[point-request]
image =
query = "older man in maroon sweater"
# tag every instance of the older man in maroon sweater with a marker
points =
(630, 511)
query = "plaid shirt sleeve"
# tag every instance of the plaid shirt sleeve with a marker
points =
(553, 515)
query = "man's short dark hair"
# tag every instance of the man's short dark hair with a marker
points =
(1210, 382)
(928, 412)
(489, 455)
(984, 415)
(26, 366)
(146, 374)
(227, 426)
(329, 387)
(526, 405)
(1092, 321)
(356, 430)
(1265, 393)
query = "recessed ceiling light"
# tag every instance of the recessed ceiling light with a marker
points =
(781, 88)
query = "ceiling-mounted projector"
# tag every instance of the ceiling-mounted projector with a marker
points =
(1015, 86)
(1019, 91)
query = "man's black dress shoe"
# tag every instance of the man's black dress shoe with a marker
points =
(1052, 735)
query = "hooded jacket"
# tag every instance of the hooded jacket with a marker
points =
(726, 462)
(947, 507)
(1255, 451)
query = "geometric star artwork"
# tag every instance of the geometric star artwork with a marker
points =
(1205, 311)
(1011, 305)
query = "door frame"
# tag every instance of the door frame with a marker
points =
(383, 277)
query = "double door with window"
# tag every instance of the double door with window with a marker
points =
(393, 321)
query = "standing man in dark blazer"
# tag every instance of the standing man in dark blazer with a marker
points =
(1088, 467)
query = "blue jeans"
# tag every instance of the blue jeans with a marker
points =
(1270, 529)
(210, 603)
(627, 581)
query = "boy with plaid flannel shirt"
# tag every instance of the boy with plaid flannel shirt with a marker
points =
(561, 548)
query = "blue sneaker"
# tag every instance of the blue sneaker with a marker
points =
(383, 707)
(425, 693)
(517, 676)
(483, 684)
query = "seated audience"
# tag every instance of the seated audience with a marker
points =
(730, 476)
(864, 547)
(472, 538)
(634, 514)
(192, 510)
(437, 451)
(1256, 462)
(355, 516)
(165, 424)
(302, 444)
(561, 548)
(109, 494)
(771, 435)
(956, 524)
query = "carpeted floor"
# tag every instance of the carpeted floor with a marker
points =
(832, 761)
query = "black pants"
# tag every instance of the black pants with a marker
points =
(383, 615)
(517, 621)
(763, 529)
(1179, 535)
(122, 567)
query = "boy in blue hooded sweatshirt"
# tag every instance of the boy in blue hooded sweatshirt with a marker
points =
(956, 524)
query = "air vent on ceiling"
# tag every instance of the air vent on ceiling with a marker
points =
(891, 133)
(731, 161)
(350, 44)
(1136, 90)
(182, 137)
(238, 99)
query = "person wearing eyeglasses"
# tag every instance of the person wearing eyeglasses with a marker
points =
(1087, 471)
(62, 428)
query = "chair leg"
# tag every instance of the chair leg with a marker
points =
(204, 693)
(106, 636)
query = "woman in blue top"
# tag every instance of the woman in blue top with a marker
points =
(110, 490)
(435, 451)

What you are asked to do: Rescale the data from its first line through the line containing "(1265, 393)", inclusive. Reproduce every line in that span, requests included, with each point coordinate multiplied by 2 and rounded to a whole number, halves rounding up.

Exercise answer:
[point-request]
image =
query = "older man in maroon sweater"
# tag every instance of the older man in maroon sweater with a marker
points =
(1260, 1022)
query = "plaid shirt sleeve"
# tag every instance of the plaid shirt sleeve with a marker
points =
(1106, 1030)
query = "man's short dark hair"
# tag every instance of the man's short dark hair with a marker
points =
(2420, 764)
(1856, 824)
(978, 910)
(1968, 830)
(52, 732)
(292, 748)
(454, 852)
(658, 774)
(1052, 810)
(2184, 642)
(712, 860)
(2530, 786)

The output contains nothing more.